Location labeling records
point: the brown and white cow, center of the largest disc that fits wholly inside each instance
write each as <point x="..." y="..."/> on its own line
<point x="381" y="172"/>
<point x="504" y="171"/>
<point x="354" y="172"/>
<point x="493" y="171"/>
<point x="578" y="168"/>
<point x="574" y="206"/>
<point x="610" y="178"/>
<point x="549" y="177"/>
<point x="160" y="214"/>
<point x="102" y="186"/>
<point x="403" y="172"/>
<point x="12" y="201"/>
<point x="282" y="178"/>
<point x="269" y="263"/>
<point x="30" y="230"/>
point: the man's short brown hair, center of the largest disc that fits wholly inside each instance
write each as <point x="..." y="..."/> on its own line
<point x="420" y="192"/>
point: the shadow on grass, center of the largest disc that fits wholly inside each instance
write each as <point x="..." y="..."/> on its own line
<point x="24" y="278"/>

== Problem to work on ==
Switch "disc" to "circle" everywhere it occurs in the rows above, and write out all the rows again with nothing else changed.

== Exercise solution ==
point: the brown and white cow, center of the largest circle that fits wholly inside each instance
write each as <point x="..." y="..."/> on its own line
<point x="381" y="172"/>
<point x="504" y="171"/>
<point x="354" y="172"/>
<point x="493" y="171"/>
<point x="578" y="168"/>
<point x="574" y="206"/>
<point x="610" y="178"/>
<point x="549" y="177"/>
<point x="160" y="214"/>
<point x="102" y="186"/>
<point x="403" y="172"/>
<point x="12" y="201"/>
<point x="282" y="178"/>
<point x="269" y="263"/>
<point x="30" y="230"/>
point: the man's short brown hair, center of the largest circle that fits wholly inside each instance
write each as <point x="..." y="..."/> on its own line
<point x="420" y="192"/>
point: the shadow on grass, center of the largest circle that fits wholly inside each instance
write each as <point x="..." y="..."/> on its own line
<point x="24" y="278"/>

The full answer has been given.